Source text:
# I forgot to close three registers!!?



## workingovertime (Aug 1, 2022)

Last night the closer who normally deals with closing all the registers called out and on top of that… the closing lead wasn’t too knowledgeable about closing any of the registers. I know how to close lanes, I have done it many times BUT that day happened to be really busy and short staffed… so by the end of the day I was extremely tired and already staying longer than I was scheduled. I guess I wasn’t thinking thoroughly but we had a guest stay 15 minutes past close and we kept three lanes open in case there were anymore last guests. So overall the cashiers kept the lanes open just in case while me and my coworker were closing self-checkout. It took quite awhile to close self checkout and by the end of it, I was extremely tired and completely forgot to close the last three registers thinking I had already closed them since I closed every other register. I didn’t even notice, my coworker didn’t, nor the closing lead when she checked to make sure we did it correctly. It wasn’t until today when I was closing the registers again I noticed that three bags were different colors than the rest of the money bags. I was confused because all the bags are supposed to be the same color for the lanes so I asked all my coworkers asking if I did something wrong. One coworker remembered that this morning during opening the three registers I forgot to close had hundreds of dollars in them… which means I didn’t close them. They told me it’s okay and an honest mistake. We went ahead and closed the registers like normal, but instead of switching the bags we put everything in the color bag with all the money for the day (now all the money bags were one color like they’re supposed to be). So overall all the money for the night prior and today will be counted for but… will I get in trouble??? Once again my coworkers said it’s fine and they won’t tell the FOS leads or the FOS ETL so I don’t get written up or coached. But I am here asking to make sure I didn’t make a huge mistake that could potentially lead to a termination. Did I make a really big mistake???


----------



## Yetive (Aug 1, 2022)

It's the closing leader who will get in trouble.


----------



## Dream Baby (Aug 1, 2022)

Yetive said:


> It's the closing leader who will get in trouble.


Wouldn't the system flag that those registers weren't closed?


----------



## Captain Orca (Aug 1, 2022)

18 months in the county jail.  Discuss it honestly with the ETL and if need be, the STL.  Pay attention to what they say and learn from the mistake.  You should be ok.


----------



## workingovertime (Aug 1, 2022)

Dream Baby said:


> Wouldn't the system flag that those registers weren't closed?


I don’t think the system necessarily flags that the registers weren’t closed because at least at my store you’re supposed to select “start funds” to replace the funds in the drawer with the morning funds but sometimes you have to open the drawers manually if the register is broken and when I asked my ETL  if something happens if I don’t select start funds they said nothing happens and it doesn’t really matter (and I’m pretty sure that me not selecting start funds is gonna be the only thing able to flag it in the system). A lot of my coworkers also said that our system (cash office) doesn’t run by a day by day business (so they can’t pin point it on me not closing a few registers one night) so there might be a small discrepancy in the count but nothing that isn’t already taken accounted for… hopefully lol.


----------



## Captain Orca (Aug 1, 2022)

Just make sure if you do PFresh you don't hang Colby Jack on the Swiss Cheese hook.


----------



## Rarejem (Aug 1, 2022)

Dream Baby said:


> Wouldn't the system flag that those registers weren't closed?


You will be flagged when cash office makes deposits and there are none for those registers. Could have easily been rectified by morning team, but since it wasn't, just take the likely seek to understand conversation and learn from it.

Problems and tasks:
1. Repeat the stretch of the register thread from "18 months in" through "should be ok." word for word.
2. Reproduce, word for word, the stretch of the records from the line containing "shape [[1347, 514]]." through the end of the records.

Dataset:
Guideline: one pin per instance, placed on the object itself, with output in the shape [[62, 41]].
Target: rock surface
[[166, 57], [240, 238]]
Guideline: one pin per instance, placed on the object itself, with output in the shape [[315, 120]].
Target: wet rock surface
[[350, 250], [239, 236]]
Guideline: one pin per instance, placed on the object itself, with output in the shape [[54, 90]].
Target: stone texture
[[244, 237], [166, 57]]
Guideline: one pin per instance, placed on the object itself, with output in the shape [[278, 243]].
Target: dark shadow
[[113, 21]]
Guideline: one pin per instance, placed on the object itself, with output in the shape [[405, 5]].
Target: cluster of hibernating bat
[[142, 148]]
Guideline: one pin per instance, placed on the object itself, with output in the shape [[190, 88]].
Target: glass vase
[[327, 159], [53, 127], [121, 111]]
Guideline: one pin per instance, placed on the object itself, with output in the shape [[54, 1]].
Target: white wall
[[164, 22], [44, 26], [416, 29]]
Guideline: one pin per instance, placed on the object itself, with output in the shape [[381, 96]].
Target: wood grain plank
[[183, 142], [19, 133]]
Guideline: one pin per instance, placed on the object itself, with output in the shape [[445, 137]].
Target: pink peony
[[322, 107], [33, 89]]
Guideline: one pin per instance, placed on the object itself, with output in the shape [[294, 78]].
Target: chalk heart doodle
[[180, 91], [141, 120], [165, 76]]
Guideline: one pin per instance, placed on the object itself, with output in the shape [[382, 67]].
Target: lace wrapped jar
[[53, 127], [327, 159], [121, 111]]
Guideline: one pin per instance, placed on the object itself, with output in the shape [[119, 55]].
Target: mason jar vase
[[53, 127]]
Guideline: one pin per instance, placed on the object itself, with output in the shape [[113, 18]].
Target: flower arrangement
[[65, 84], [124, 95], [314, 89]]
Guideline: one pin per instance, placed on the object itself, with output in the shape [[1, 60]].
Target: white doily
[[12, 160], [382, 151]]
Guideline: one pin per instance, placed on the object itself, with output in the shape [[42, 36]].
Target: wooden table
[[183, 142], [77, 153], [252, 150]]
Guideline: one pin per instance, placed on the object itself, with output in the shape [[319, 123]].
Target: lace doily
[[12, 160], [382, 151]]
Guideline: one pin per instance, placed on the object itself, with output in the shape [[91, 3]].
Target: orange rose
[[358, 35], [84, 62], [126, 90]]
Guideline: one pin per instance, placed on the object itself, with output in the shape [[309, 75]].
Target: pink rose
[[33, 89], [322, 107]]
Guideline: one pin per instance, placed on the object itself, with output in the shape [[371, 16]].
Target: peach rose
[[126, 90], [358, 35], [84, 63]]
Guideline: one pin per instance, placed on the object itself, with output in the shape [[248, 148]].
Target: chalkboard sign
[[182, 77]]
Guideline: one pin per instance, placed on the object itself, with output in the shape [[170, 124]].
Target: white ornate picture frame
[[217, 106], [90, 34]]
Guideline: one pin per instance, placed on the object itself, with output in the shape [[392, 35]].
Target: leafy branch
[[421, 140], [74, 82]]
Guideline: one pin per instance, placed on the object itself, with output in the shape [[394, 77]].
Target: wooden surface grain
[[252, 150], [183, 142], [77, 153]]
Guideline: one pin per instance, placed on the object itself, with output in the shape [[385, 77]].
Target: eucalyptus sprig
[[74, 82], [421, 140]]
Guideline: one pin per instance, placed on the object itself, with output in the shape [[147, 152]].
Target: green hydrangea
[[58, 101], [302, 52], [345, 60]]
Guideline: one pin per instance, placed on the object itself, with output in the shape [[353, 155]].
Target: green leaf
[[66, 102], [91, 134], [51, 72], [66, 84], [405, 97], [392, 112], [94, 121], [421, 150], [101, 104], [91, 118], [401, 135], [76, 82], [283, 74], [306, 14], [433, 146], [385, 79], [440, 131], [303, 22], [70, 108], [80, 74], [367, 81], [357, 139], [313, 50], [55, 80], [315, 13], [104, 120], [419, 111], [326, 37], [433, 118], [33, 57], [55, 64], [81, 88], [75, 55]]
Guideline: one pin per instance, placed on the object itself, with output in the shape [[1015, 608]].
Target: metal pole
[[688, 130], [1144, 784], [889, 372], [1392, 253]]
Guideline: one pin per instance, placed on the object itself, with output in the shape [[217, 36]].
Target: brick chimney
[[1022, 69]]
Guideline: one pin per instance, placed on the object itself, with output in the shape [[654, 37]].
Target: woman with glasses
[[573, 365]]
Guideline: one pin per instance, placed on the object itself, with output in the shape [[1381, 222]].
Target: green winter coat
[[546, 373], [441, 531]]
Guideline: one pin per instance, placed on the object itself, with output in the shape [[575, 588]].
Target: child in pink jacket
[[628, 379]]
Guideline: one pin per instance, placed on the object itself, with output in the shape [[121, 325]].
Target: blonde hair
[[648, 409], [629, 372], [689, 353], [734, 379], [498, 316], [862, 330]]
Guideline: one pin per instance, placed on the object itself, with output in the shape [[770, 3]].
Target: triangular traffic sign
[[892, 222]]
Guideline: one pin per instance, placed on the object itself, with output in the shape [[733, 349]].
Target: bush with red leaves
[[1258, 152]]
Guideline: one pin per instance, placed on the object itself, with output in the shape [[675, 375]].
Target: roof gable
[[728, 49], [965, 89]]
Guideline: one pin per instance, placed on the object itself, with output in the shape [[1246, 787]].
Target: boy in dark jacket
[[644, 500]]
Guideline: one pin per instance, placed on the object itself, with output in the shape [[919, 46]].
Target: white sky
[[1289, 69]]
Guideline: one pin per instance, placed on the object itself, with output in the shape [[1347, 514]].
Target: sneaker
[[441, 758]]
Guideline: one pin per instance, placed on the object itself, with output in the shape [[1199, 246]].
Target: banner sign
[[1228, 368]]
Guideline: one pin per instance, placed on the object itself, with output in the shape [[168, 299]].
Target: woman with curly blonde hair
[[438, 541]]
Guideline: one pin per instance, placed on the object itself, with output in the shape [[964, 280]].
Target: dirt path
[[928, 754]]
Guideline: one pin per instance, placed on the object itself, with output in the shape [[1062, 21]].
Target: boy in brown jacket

Answers in order:
1.
18 months in the county jail.  Discuss it honestly with the ETL and if need be, the STL.  Pay attention to what they say and learn from the mistake.  You should be ok.

2.
Guideline: one pin per instance, placed on the object itself, with output in the shape [[1347, 514]].
Target: sneaker
[[441, 758]]
Guideline: one pin per instance, placed on the object itself, with output in the shape [[1199, 246]].
Target: banner sign
[[1228, 368]]
Guideline: one pin per instance, placed on the object itself, with output in the shape [[168, 299]].
Target: woman with curly blonde hair
[[438, 541]]
Guideline: one pin per instance, placed on the object itself, with output in the shape [[964, 280]].
Target: dirt path
[[928, 754]]
Guideline: one pin per instance, placed on the object itself, with output in the shape [[1062, 21]].
Target: boy in brown jacket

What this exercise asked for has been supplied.